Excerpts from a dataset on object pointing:
────────────────

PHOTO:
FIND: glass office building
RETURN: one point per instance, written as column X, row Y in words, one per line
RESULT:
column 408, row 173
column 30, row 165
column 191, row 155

────────────────

Rewrite every line of the material above as a numbered list, omitting any blank lines.

**The answer**
1. PHOTO:
2. FIND: glass office building
3. RETURN: one point per instance, written as column X, row Y in words, one per line
4. RESULT:
5. column 408, row 173
6. column 30, row 165
7. column 191, row 155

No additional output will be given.